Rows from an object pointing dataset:
★ ★ ★

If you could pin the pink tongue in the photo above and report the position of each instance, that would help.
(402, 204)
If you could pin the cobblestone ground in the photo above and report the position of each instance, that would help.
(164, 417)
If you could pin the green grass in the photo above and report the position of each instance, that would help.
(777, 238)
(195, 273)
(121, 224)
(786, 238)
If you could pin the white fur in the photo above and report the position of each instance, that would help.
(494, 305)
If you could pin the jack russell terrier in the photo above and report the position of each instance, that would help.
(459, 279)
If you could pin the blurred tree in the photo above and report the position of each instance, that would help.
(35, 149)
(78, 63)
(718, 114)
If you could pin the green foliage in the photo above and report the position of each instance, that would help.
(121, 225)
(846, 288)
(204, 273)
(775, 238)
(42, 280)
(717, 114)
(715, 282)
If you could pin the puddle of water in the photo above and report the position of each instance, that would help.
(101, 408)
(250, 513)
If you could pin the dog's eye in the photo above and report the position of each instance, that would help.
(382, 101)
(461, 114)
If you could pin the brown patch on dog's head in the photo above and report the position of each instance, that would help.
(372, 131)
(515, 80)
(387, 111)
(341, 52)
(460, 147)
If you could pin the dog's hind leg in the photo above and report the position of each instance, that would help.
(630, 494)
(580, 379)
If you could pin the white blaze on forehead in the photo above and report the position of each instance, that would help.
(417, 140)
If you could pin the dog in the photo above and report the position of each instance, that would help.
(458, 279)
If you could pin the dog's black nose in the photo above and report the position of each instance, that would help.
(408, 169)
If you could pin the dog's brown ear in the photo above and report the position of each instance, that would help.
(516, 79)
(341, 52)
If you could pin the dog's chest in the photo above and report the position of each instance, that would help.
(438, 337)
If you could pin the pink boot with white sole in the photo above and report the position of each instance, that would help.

★ ★ ★

#### WHAT YOU NEED TO DO:
Copy out every one of the lines above word for word, without changing anything.

#### SOLUTION FOR THIS TASK:
If you could pin the pink tongue in the photo above and report the position of each instance, that would help.
(402, 204)
If you could pin the cobblestone ground in the photo above and report the position of each instance, that would help.
(164, 417)
If you could pin the green grass in the photo above and report the position of each instance, that would help.
(777, 238)
(195, 273)
(121, 224)
(786, 238)
If you could pin the white fur in the photo above and report the position of each instance, that would help.
(494, 305)
If you could pin the jack russell terrier in the photo above and report the position of each instance, that would help.
(459, 279)
If you could pin the blurred tree in the photo above and report the position of each instance, that would help.
(35, 149)
(78, 63)
(718, 114)
If you could pin the green foliage in the photo above and report the position of each instance, that would help.
(121, 225)
(846, 288)
(204, 273)
(775, 238)
(42, 280)
(717, 114)
(715, 282)
If you could pin the puddle of water in the photo above and report the position of each instance, that would help.
(101, 408)
(250, 513)
If you could pin the dog's eye in the photo above and report the position of each instance, that would help.
(382, 101)
(461, 114)
If you could pin the brown patch on dog's head in the photo above and report the position of each instance, that would help.
(372, 131)
(515, 80)
(387, 111)
(341, 52)
(460, 147)
If you could pin the dog's hind leg in the photo above and report the position of each instance, that would help.
(630, 494)
(580, 379)
If you could pin the white blaze on forehead in the photo above and report the position of each instance, that would help.
(417, 140)
If you could pin the dog in the photo above and report the position of each instance, that would help.
(458, 279)
If you could pin the dog's black nose in the photo above and report the position of each instance, that would help.
(408, 169)
If you could pin the dog's brown ear in the photo above and report the position of each instance, that would help.
(516, 79)
(341, 52)
If you could pin the dog's chest in the photo above and report the position of each instance, that would help.
(438, 337)
If you could pin the pink boot with white sole in the photo above and report the position of each instance, that would help.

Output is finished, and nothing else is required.